▶ **Short problem 1**: Please rewrite the listing, beginning at the line that has "Each instance of the tan" and stopping after the line that has "pixel 616 242". Replace "single pin" with "single point" and leave everything else unchanged.
┄┄┄┄┄┄
Categories
Audio Sources - Full Text Articles

Russia hits Ukrainian energy, defence targets; heavy fighting in east

Advertisements | Advertising at The News And Times - advertising-newsandtimes.com - WE CONNECT!
Listen to this article
2022-11-18T11:53:30Z

Russian forces kept up a barrage of shell and missile attacks on various regions of Ukraine, many hitting power infrastructure, while heavy fighting persisted in the Luhansk and Donetsk regions in the east of the country.

With the capital Kyiv seeing its first snow flurries of the winter, authorities said they were working to restore power nationwide after Russia earlier this week unleashed what Ukraine said was the heaviest bombardment of civilian infrastructure of the nine-month-old war.

About 10 million people are without power, President Volodymyr Zelenskiy said in a Thursday evening video address, in a country with a pre-war population of about 44 million. He said authorities in some areas ordered forced emergency blackouts.

Russia’s defence ministry said on Friday its forces had used long-range weapons on Thursday to strike defence and industrial facilities, including “missile manufacturing facilities”.

Ukrainian forces in the past 24 hours downed two Russian cruise missiles, five air-launched missiles and five Iranian-made Shahed-136 drones, Ukraine’s military said.

Reuters was unable to verify battlefield reports.

The United Nations has warned of a humanitarian disaster in Ukraine this winter due to power and water shortages. One of the European Commission’s three vice presidents, Valdis Dombrovskis, arrived in Kyiv on Friday to discuss emergency EU financial support for Ukraine in the coming months.

Pope Francis reiterated that the Vatican was ready to do anything possible to help end the conflict.

“We must all be pacifists,” he told Italian daily La Stampa. “Wanting peace, not just a truce that may only serve to rearm. Real peace, which is the fruit of dialogue.”

Investigators in areas of the Kherson region recaptured by Ukraine in a counter-offensive last week have uncovered 63 bodies bearing signs of torture after Russian forces left, Ukraine’s interior minister was quoted as saying.

The Ukrainian parliament’s human rights commissioner, Dmytro Lubinets, released a video of what he said was a torture chamber used by Russian forces in the Kherson region, including a small room in which he said up to 25 people were kept at a time.

Reuters was unable to verify the claims – which included the use of electric shocks to secure confessions – made by Lubinets and others in the video. Russia denies its troops deliberately attack civilians or have committed atrocities.

Mass burial sites have been found in other parts previously occupied by Russian troops, including some with civilian bodies showing signs of torture.
┄┄┄┄┄┄
▶ **Short problem 2**: Carry the report on Russian strikes and fighting in Ukraine forward from its last sentence with the next part.
┄┄┄┄┄┄
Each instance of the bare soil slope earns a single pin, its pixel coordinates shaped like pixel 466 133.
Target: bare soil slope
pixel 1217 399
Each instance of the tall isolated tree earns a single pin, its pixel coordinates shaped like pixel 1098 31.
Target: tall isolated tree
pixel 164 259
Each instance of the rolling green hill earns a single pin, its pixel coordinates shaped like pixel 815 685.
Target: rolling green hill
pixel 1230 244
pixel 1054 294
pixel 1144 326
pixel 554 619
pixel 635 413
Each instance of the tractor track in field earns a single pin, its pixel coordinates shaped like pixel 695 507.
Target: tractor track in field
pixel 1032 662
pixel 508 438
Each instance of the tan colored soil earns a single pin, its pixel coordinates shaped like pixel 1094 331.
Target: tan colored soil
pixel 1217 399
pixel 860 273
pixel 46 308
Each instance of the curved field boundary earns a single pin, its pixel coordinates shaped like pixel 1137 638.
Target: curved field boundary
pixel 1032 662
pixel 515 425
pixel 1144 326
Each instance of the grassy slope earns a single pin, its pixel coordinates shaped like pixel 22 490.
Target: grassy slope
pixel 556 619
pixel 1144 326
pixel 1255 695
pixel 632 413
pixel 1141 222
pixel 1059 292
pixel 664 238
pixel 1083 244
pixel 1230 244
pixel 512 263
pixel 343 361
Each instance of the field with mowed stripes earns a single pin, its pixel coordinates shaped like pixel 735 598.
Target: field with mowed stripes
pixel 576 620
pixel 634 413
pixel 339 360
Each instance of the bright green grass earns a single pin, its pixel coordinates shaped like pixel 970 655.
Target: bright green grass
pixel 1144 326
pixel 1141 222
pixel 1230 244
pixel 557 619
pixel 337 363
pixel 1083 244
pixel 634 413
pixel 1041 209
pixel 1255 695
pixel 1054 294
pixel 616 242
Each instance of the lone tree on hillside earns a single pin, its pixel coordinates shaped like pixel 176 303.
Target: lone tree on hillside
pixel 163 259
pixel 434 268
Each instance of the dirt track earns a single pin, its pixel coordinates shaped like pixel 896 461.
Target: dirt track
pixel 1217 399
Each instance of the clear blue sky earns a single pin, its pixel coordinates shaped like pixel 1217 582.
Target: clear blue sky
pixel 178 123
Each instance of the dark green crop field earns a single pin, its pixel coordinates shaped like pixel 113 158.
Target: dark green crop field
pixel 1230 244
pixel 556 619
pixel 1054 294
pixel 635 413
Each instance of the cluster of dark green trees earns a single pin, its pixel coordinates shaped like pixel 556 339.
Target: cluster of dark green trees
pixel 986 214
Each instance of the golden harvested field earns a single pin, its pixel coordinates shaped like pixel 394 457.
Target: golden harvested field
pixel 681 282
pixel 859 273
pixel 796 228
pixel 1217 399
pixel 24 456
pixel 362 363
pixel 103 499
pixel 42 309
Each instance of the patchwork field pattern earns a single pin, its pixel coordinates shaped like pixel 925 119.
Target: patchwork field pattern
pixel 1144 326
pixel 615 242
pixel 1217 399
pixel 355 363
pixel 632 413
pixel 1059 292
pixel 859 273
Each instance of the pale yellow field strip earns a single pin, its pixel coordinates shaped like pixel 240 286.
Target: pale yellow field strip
┄┄┄┄┄┄
▶ **Written reply 1**:
Each instance of the tan colored soil earns a single point, its pixel coordinates shaped like pixel 1094 331.
Target: tan colored soil
pixel 1217 399
pixel 860 273
pixel 46 308
Each instance of the curved field boundary earns a single point, its pixel coordinates shaped like pixel 1137 638.
Target: curved field boundary
pixel 1032 662
pixel 515 425
pixel 1144 326
Each instance of the grassy slope earns a single point, its pixel coordinates shaped like pixel 22 490.
Target: grassy slope
pixel 556 619
pixel 1144 326
pixel 1255 695
pixel 632 413
pixel 1141 222
pixel 1059 292
pixel 664 238
pixel 1083 244
pixel 1230 244
pixel 512 263
pixel 343 361
Each instance of the field with mowed stripes earns a single point, its pixel coordinates shaped like pixel 735 598.
Target: field with mowed stripes
pixel 576 620
pixel 634 413
pixel 339 360
Each instance of the bright green grass earns a single point, its pixel coordinates shaped like pixel 970 655.
Target: bright green grass
pixel 1144 326
pixel 1141 222
pixel 1230 244
pixel 557 619
pixel 337 363
pixel 1083 244
pixel 634 413
pixel 1041 209
pixel 1255 695
pixel 1054 294
pixel 616 242

▶ **Written reply 2**:
A Reuters witness heard explosions in the centre of Kherson city on Friday morning and saw black smoke rising from behind buildings. Police blocked off access but the commotion did not seem to faze hundreds of people on the central square as they queued for humanitarian aid.

The square had been a frenetic melee of humanitarian aid queues and displays of patriotism on Thursday as residents celebrated their liberation from months of Russian occupation but the mood was also one of deep uncertainty.

“We’re fine, but we don’t know what to expect. Nothing is over yet. On that (east) bank of the river, the (Russian) forces are gathering. On this side, they are gathering. We are in the middle,” said Ihor, 48, an unemployed builder.

The deputy head of Ukraine’s presidential administration said Russian forces had “plundered” the Kherson region before they withdrew last week.

“After a trip to the… Kherson region, one thing became clear – our people there need a lot of help. The Russians not only killed and mined but also robbed all the cities and villages. There is practically nothing there,” Kyrylo Tymoshenko said on the Telegram messaging app.

Russia has moved some troops from Kherson to reinforce its positions in the eastern Donetsk and Luhansk regions. Ukraine’s military said Russian forces had fired artillery on the towns of Bakhmut and nearby Soledar in the Donetsk region, among others.

Russian fire also hit Balakliya in northeastern Kharkiv region, which Ukraine recaptured in September, and Nikopol, a city on the opposite bank of the Kakhovka reservoir from the Zaporizhzhia nuclear power station, the statement said.

The Ukraine conflict has plunged Russia’s relations with the United States and other Western allies into deep crisis.

In the first known high-level, face-to-face U.S.-Russian contact since the invasion of Ukraine, Central Intelligence Agency (CIA) chief William Burns delivered a cautionary message this week during talks in the Turkish capital Ankara about the consequences for Moscow of any use of nuclear weapons.

Turkey’s President Tayyip Erdogan told Russian leader Vladimir Putin in a phone call on Friday that the Ankara talks had helped to prevent “uncontrolled” escalation in the field. Erdogan again called for diplomatic efforts to end the war.

Russia’s deputy foreign minister Sergei Ryabkov said Moscow did not rule out further high-level meetings with the United States on “strategic stability”, a term used to mean reducing the risk of nuclear war.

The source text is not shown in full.